[Saved data entries]
- - - - -

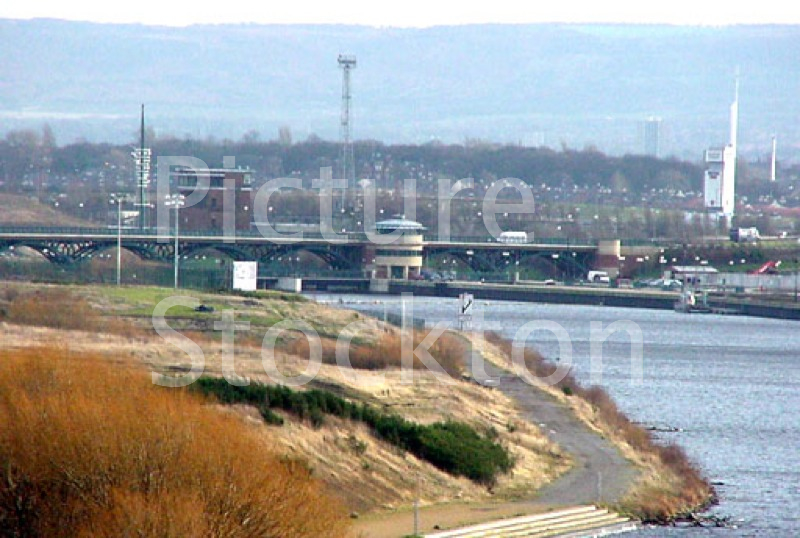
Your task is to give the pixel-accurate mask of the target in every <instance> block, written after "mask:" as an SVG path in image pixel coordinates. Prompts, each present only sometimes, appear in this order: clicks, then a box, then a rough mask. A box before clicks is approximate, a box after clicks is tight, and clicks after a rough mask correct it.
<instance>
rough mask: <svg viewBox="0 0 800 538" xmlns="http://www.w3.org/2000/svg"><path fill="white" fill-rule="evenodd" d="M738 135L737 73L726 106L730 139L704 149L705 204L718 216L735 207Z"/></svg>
mask: <svg viewBox="0 0 800 538" xmlns="http://www.w3.org/2000/svg"><path fill="white" fill-rule="evenodd" d="M738 136H739V75H738V72H737V75H736V89H735V94H734V98H733V103H731V109H730V139H729V141H728V144H727V145H726V146H725V147H723V148H719V147H717V148H711V149H708V150H706V154H705V161H706V172H705V178H704V181H703V189H704V195H705V196H704V198H705V207H706V209H707V210H709V211H713V212H715V213H718V214H720V215H721V216H724V217H727V218H729V219H730V218H731V217H733V214H734V210H735V208H736V199H735V194H736V146H737V141H738V140H737V139H738Z"/></svg>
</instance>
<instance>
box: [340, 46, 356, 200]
mask: <svg viewBox="0 0 800 538" xmlns="http://www.w3.org/2000/svg"><path fill="white" fill-rule="evenodd" d="M338 62H339V68H340V69H341V70H342V117H341V124H340V130H341V132H340V134H341V139H342V179H343V180H344V181H345V182H346V184H347V187H348V188H352V187H355V182H356V180H355V158H354V155H353V142H352V139H351V137H350V102H351V101H352V95H351V93H350V71H351V70H353V69H355V68H356V57H355V56H351V55H346V54H340V55H339V58H338Z"/></svg>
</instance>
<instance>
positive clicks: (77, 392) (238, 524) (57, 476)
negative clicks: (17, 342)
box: [0, 348, 347, 538]
mask: <svg viewBox="0 0 800 538" xmlns="http://www.w3.org/2000/svg"><path fill="white" fill-rule="evenodd" d="M0 423H2V424H3V428H2V430H0V467H1V468H2V469H3V473H2V476H0V536H9V537H11V536H32V537H35V536H48V537H59V536H64V537H67V536H69V537H72V536H108V537H111V536H134V535H136V536H167V537H168V536H174V537H184V536H186V537H198V538H199V537H206V536H229V537H236V536H242V537H245V536H252V537H256V536H259V537H263V536H274V537H278V536H280V537H287V538H288V537H295V536H297V537H299V536H308V537H318V536H320V537H322V536H327V537H338V536H344V535H345V534H346V528H347V521H346V518H345V516H344V510H343V508H342V507H341V506H340V505H339V503H338V502H337V501H336V500H335V499H334V498H333V497H331V496H330V495H328V494H327V493H326V492H325V488H324V487H323V486H322V484H321V483H320V482H319V481H317V480H315V479H314V478H313V477H312V476H311V472H310V470H309V469H308V468H307V466H306V465H305V464H303V463H302V462H299V461H297V460H292V459H285V458H282V457H280V456H278V455H276V454H275V453H274V452H273V451H272V450H270V447H269V445H268V444H267V443H265V442H264V440H263V437H260V436H258V435H257V434H256V432H255V431H254V430H253V428H252V427H248V426H246V425H245V423H243V422H242V420H241V419H240V418H238V417H234V416H226V415H224V414H222V413H220V412H218V411H216V410H215V409H214V408H213V407H210V406H208V405H203V402H202V400H200V399H199V398H198V397H196V396H193V395H190V394H188V393H185V392H183V391H174V390H167V389H162V388H159V387H155V386H154V385H152V384H151V383H150V381H149V379H148V377H147V376H146V375H144V374H143V373H142V372H141V371H138V370H137V371H133V370H131V369H128V368H123V367H120V366H113V365H110V364H108V363H107V362H106V361H105V360H104V359H103V358H99V357H88V356H86V355H82V356H81V357H80V358H78V357H76V356H71V355H69V354H65V353H64V352H62V351H59V350H53V349H48V348H39V349H33V350H27V351H18V350H17V351H11V352H9V351H3V352H0Z"/></svg>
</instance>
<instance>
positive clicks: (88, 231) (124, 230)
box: [0, 226, 368, 243]
mask: <svg viewBox="0 0 800 538" xmlns="http://www.w3.org/2000/svg"><path fill="white" fill-rule="evenodd" d="M0 235H47V236H53V237H60V236H61V237H63V236H84V237H117V235H121V236H123V237H153V238H156V237H160V238H163V237H174V230H173V229H169V230H167V229H155V228H153V229H147V230H140V229H139V228H121V229H117V228H116V227H109V228H77V227H64V226H0ZM336 235H337V237H336V238H335V239H336V240H337V241H345V242H353V243H363V242H366V241H367V239H368V238H367V236H366V234H364V233H360V232H348V233H344V234H341V233H340V234H336ZM180 237H185V238H190V237H236V238H242V239H261V238H263V239H291V238H292V235H291V234H289V233H279V232H275V233H270V234H262V233H261V232H260V231H258V230H236V232H235V235H233V236H229V235H225V233H224V232H223V231H222V230H185V231H184V230H180ZM302 238H303V239H306V240H320V241H322V240H325V239H328V238H327V237H324V236H323V235H322V234H321V233H319V232H308V231H304V232H303V235H302Z"/></svg>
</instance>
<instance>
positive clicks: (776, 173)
mask: <svg viewBox="0 0 800 538" xmlns="http://www.w3.org/2000/svg"><path fill="white" fill-rule="evenodd" d="M777 178H778V137H777V136H775V135H772V163H771V165H770V170H769V180H770V181H775V180H776V179H777Z"/></svg>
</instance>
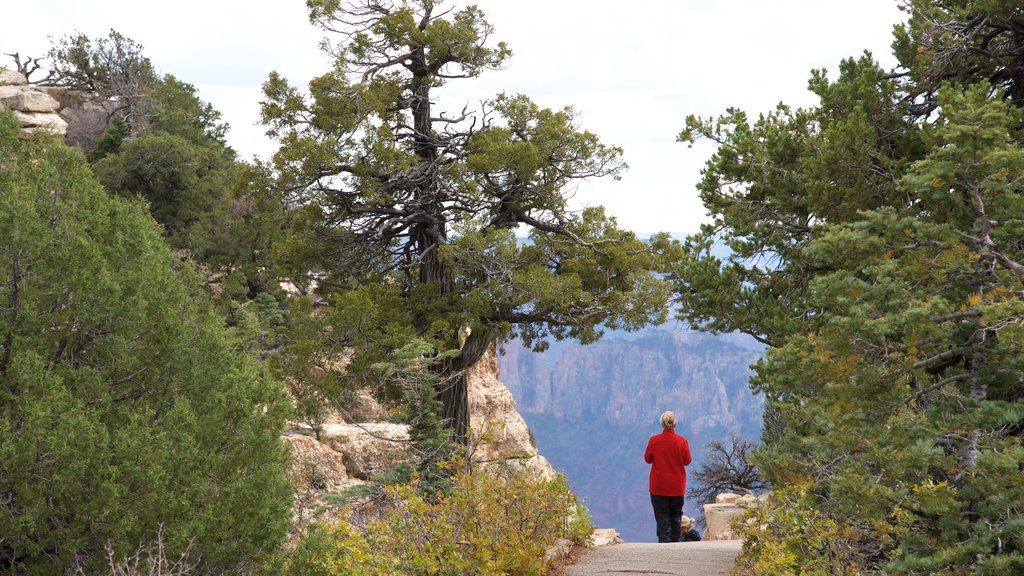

- - - - -

Exercise instructions -
Reproduce every row above word for word, omitting the pictures.

Answer space -
Your task is to give the pixel-accurate mask of the target in every <instance> block, written after "mask:" as an SVG path in image pixel coordinates. Prompts, each present only sometimes, appear in this order: clicks, then a box, then a rough mask. A box before clicks is approximate, a box after clicks is tight, and clicks after a rough mask correct it.
<instance>
rough mask: <svg viewBox="0 0 800 538" xmlns="http://www.w3.org/2000/svg"><path fill="white" fill-rule="evenodd" d="M738 135L737 73L726 106L730 139L704 149L705 204L718 216L735 207Z"/></svg>
mask: <svg viewBox="0 0 800 538" xmlns="http://www.w3.org/2000/svg"><path fill="white" fill-rule="evenodd" d="M738 136H739V75H738V72H737V75H736V89H735V94H734V98H733V103H731V109H730V139H729V141H728V144H727V145H726V146H725V147H723V148H719V147H717V148H711V149H708V150H706V154H705V161H706V172H705V178H704V181H703V189H704V195H705V196H704V198H705V207H706V209H707V210H709V211H713V212H715V213H718V214H720V215H721V216H724V217H727V218H729V219H730V218H731V217H733V214H734V210H735V208H736V199H735V194H736V146H737V141H738V140H737V139H738Z"/></svg>
</instance>
<instance>
box: [340, 46, 356, 200]
mask: <svg viewBox="0 0 800 538" xmlns="http://www.w3.org/2000/svg"><path fill="white" fill-rule="evenodd" d="M338 62H339V68H340V69H341V70H342V117H341V124H340V130H341V132H340V134H341V139H342V179H343V180H344V181H345V182H346V184H347V187H348V188H352V187H355V182H356V180H355V158H354V155H353V142H352V139H351V137H350V102H351V101H352V95H351V93H350V71H351V70H353V69H355V68H356V57H355V56H351V55H346V54H340V55H339V58H338Z"/></svg>
</instance>
<instance>
positive clicks: (77, 392) (238, 524) (57, 476)
negative clicks: (17, 342)
box: [0, 348, 347, 538]
mask: <svg viewBox="0 0 800 538" xmlns="http://www.w3.org/2000/svg"><path fill="white" fill-rule="evenodd" d="M0 423H2V424H3V428H2V430H0V467H1V468H2V469H3V473H2V476H0V536H9V537H11V536H32V537H35V536H48V537H59V536H64V537H67V536H69V537H72V536H108V537H111V536H134V535H136V536H167V537H168V536H174V537H184V536H186V537H198V538H199V537H206V536H229V537H236V536H242V537H245V536H252V537H256V536H259V537H263V536H274V537H278V536H280V537H287V538H288V537H295V536H297V537H299V536H308V537H318V536H320V537H322V536H327V537H338V536H344V535H345V534H346V528H347V521H346V518H345V516H344V510H343V508H342V507H341V506H340V505H339V503H338V502H337V501H336V500H335V499H334V498H333V497H331V496H330V495H328V494H327V493H326V492H325V488H324V487H323V486H322V484H321V483H320V482H319V481H317V480H315V479H314V478H313V477H312V476H311V472H310V470H309V469H308V468H307V466H306V465H305V464H303V463H302V462H299V461H297V460H292V459H285V458H282V457H280V456H278V455H276V454H275V453H274V452H273V451H272V450H270V447H269V445H268V444H267V443H265V442H264V440H263V437H260V436H258V435H257V434H256V432H255V431H254V430H253V428H252V427H248V426H246V425H245V423H243V422H242V420H241V419H240V418H238V417H234V416H226V415H224V414H222V413H220V412H218V411H216V410H215V409H214V408H213V407H210V406H208V405H203V402H202V400H200V399H199V398H198V397H196V396H193V395H190V394H188V393H185V392H183V391H174V390H167V389H162V388H159V387H155V386H154V385H152V384H151V383H150V381H149V379H148V377H147V376H146V375H144V374H143V373H142V372H141V371H138V370H137V371H133V370H131V369H128V368H123V367H120V366H113V365H110V364H108V363H107V362H106V361H105V360H104V359H103V358H99V357H88V356H86V355H82V356H81V357H80V358H78V357H76V356H71V355H69V354H65V353H64V352H62V351H59V350H53V349H48V348H39V349H33V350H27V351H18V350H17V351H11V352H9V351H3V352H0Z"/></svg>
</instance>
<instance>
positive clicks: (88, 231) (124, 230)
box: [0, 226, 368, 243]
mask: <svg viewBox="0 0 800 538" xmlns="http://www.w3.org/2000/svg"><path fill="white" fill-rule="evenodd" d="M0 235H47V236H53V237H60V236H61V237H63V236H84V237H117V235H121V236H123V237H153V238H156V237H160V238H163V237H174V230H173V229H169V230H167V229H155V228H153V229H147V230H140V229H139V228H121V229H117V228H116V227H109V228H77V227H64V226H0ZM336 235H337V237H336V238H335V239H336V240H337V241H345V242H353V243H363V242H366V241H367V239H368V238H367V236H366V234H364V233H360V232H348V233H344V234H341V233H340V234H336ZM180 237H185V238H190V237H236V238H242V239H261V238H263V239H291V238H292V235H291V234H289V233H279V232H275V233H270V234H262V233H261V232H260V231H258V230H236V232H235V235H233V236H229V235H225V233H224V232H223V231H222V230H185V231H184V230H180ZM302 238H303V239H306V240H320V241H322V240H325V239H328V238H327V237H324V236H323V235H322V234H321V233H319V232H308V231H304V232H303V235H302Z"/></svg>
</instance>
<instance>
positive clicks: (776, 173)
mask: <svg viewBox="0 0 800 538" xmlns="http://www.w3.org/2000/svg"><path fill="white" fill-rule="evenodd" d="M777 178H778V137H777V136H775V135H772V163H771V165H770V170H769V180H770V181H775V180H776V179H777Z"/></svg>
</instance>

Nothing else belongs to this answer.